PROVIDED INFORMATION START

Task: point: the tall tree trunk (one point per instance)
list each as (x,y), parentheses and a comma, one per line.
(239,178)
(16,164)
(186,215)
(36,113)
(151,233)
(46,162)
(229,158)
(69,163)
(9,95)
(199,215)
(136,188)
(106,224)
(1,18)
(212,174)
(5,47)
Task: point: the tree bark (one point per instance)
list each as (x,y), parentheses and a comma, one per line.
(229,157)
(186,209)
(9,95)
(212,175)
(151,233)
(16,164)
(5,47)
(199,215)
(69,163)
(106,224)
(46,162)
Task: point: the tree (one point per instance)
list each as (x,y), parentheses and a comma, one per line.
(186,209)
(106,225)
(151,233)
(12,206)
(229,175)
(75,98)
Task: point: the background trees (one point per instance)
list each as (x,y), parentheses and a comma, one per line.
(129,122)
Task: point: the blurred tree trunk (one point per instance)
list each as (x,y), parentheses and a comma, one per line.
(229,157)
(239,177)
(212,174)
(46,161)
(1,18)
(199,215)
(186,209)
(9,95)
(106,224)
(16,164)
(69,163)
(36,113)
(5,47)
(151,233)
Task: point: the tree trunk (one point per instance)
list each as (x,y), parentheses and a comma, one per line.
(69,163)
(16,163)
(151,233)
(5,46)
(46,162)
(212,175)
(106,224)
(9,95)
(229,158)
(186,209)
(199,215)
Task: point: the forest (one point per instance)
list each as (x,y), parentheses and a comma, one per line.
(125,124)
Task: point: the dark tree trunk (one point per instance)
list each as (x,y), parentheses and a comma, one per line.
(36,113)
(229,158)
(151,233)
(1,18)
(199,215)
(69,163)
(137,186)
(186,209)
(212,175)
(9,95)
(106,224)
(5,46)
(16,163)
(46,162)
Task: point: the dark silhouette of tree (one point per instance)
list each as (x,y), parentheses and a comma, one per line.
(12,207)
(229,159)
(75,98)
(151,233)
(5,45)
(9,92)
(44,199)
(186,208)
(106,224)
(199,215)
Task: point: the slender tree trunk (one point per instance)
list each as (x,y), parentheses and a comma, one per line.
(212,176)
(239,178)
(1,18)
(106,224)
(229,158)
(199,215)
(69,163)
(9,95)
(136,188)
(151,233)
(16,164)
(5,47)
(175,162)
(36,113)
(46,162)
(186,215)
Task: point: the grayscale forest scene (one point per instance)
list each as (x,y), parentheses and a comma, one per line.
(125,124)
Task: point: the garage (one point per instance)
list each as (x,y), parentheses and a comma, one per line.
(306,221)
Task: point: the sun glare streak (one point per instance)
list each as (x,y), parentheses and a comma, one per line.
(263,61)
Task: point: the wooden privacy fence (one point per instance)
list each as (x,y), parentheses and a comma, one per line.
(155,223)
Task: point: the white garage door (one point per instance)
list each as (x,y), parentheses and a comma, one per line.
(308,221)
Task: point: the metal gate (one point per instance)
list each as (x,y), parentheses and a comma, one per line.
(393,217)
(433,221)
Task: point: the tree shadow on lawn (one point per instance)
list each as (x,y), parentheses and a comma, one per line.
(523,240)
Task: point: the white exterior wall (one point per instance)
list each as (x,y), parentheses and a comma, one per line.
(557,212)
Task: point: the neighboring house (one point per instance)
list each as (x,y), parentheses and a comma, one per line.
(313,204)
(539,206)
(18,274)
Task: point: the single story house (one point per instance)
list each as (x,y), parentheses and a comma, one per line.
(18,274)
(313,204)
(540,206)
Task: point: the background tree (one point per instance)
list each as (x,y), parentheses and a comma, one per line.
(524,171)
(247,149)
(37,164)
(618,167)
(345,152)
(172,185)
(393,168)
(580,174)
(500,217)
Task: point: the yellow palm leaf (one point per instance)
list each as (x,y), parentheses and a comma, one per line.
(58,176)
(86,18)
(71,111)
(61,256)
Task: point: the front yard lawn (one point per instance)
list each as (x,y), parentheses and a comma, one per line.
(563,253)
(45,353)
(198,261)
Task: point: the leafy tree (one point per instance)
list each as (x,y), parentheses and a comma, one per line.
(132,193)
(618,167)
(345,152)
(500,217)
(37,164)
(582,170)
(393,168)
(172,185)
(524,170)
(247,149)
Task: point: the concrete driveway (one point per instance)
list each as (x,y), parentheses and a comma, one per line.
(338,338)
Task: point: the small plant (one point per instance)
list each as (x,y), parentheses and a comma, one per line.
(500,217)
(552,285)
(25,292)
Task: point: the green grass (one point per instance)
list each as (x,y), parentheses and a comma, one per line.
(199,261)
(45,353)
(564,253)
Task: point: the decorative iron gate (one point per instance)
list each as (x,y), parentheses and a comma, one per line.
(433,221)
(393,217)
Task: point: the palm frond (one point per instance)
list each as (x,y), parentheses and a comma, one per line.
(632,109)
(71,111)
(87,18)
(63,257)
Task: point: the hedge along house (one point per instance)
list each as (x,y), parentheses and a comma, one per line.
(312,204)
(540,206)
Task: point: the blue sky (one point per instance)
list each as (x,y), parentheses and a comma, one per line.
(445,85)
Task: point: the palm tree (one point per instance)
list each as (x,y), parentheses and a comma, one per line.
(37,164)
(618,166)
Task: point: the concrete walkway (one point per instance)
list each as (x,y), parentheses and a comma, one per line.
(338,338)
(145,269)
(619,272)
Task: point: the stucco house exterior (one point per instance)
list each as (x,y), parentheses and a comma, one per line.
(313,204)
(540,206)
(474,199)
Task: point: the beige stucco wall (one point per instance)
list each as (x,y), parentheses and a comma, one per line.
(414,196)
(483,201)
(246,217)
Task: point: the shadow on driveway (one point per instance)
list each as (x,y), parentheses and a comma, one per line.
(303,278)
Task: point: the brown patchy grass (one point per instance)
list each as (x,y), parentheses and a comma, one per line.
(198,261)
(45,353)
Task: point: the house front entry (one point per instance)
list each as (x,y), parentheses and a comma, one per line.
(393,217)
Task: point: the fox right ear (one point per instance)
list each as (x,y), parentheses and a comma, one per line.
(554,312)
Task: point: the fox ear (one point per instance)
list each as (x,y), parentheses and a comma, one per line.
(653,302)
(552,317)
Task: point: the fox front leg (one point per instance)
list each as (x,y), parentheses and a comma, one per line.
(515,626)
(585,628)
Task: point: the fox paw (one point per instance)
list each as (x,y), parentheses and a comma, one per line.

PROVIDED INFORMATION END

> _YOUR TASK_:
Look through the entries and copy every line in which the string "gate" appears.

> _OUTPUT FOR THIS TASK_:
Task: point: the metal gate (one point per instance)
Task: point: the decorative iron gate (one point per instance)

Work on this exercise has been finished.